An exact copy of all the data is required, with pictures left out.

Top of SUPPLIED RECORDS

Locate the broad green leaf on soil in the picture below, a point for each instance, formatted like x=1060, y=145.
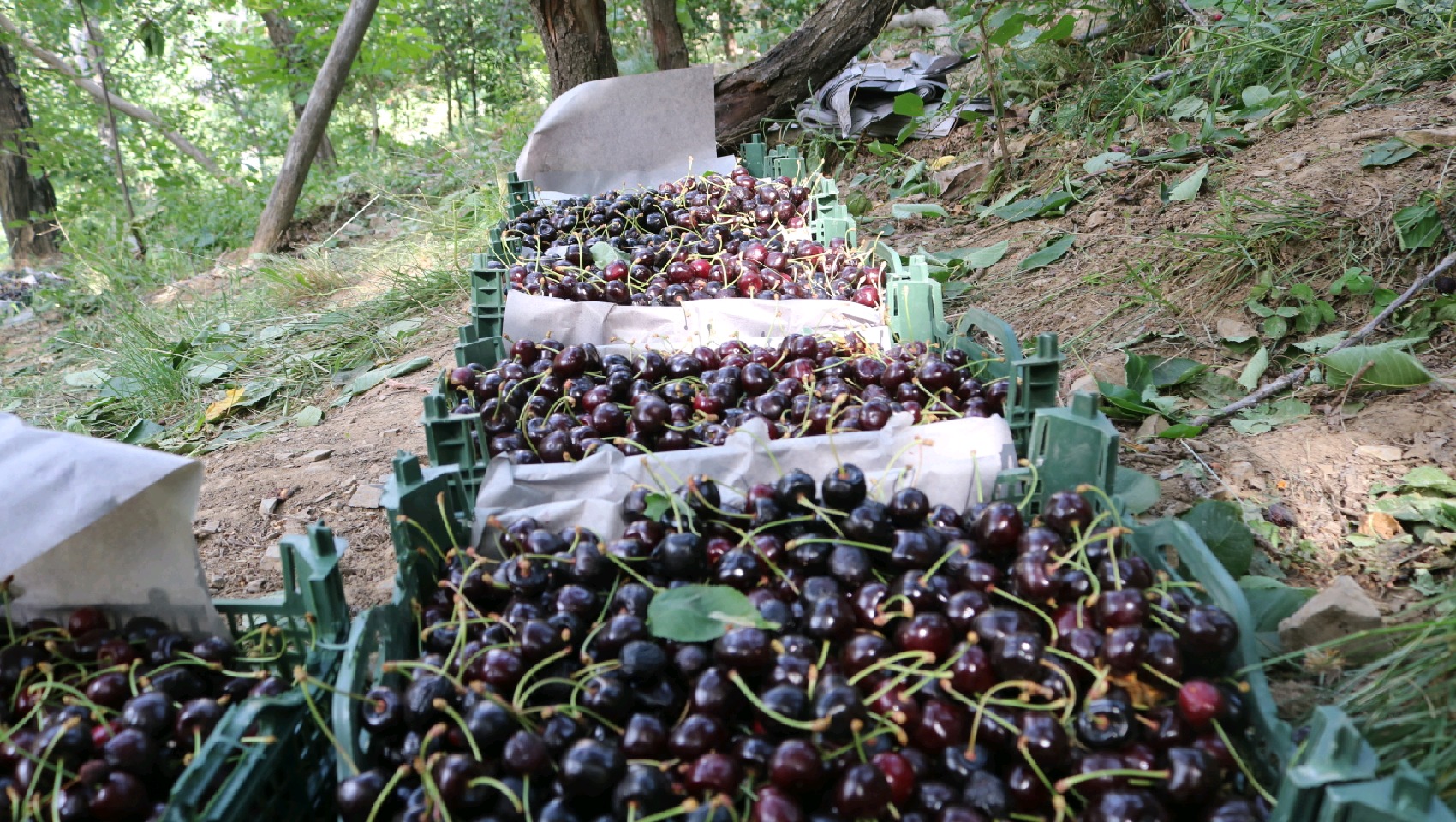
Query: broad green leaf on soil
x=1216, y=389
x=89, y=378
x=309, y=416
x=1379, y=368
x=1418, y=226
x=1050, y=253
x=1387, y=153
x=407, y=367
x=1250, y=378
x=1220, y=526
x=1266, y=416
x=206, y=372
x=909, y=104
x=973, y=258
x=1175, y=372
x=401, y=329
x=601, y=253
x=1430, y=478
x=141, y=432
x=1137, y=491
x=1271, y=601
x=904, y=210
x=1060, y=31
x=1104, y=162
x=1189, y=108
x=1052, y=204
x=699, y=613
x=1190, y=187
x=1322, y=343
x=1441, y=512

Bottom of SUPPLIED RECORDS

YOUR RESPONSE »
Locate the broad green leaf on soil in the picture below, a point for each instance, formatted like x=1060, y=145.
Query: broad green leaf on soil
x=1216, y=389
x=89, y=378
x=309, y=416
x=1379, y=368
x=1418, y=226
x=1050, y=253
x=1387, y=153
x=407, y=367
x=1250, y=378
x=1220, y=526
x=1266, y=416
x=206, y=372
x=909, y=104
x=973, y=258
x=1175, y=372
x=401, y=329
x=601, y=253
x=1430, y=478
x=141, y=432
x=1137, y=491
x=1271, y=601
x=904, y=210
x=1060, y=31
x=1104, y=162
x=1189, y=108
x=1052, y=204
x=699, y=613
x=1190, y=187
x=1322, y=343
x=1441, y=512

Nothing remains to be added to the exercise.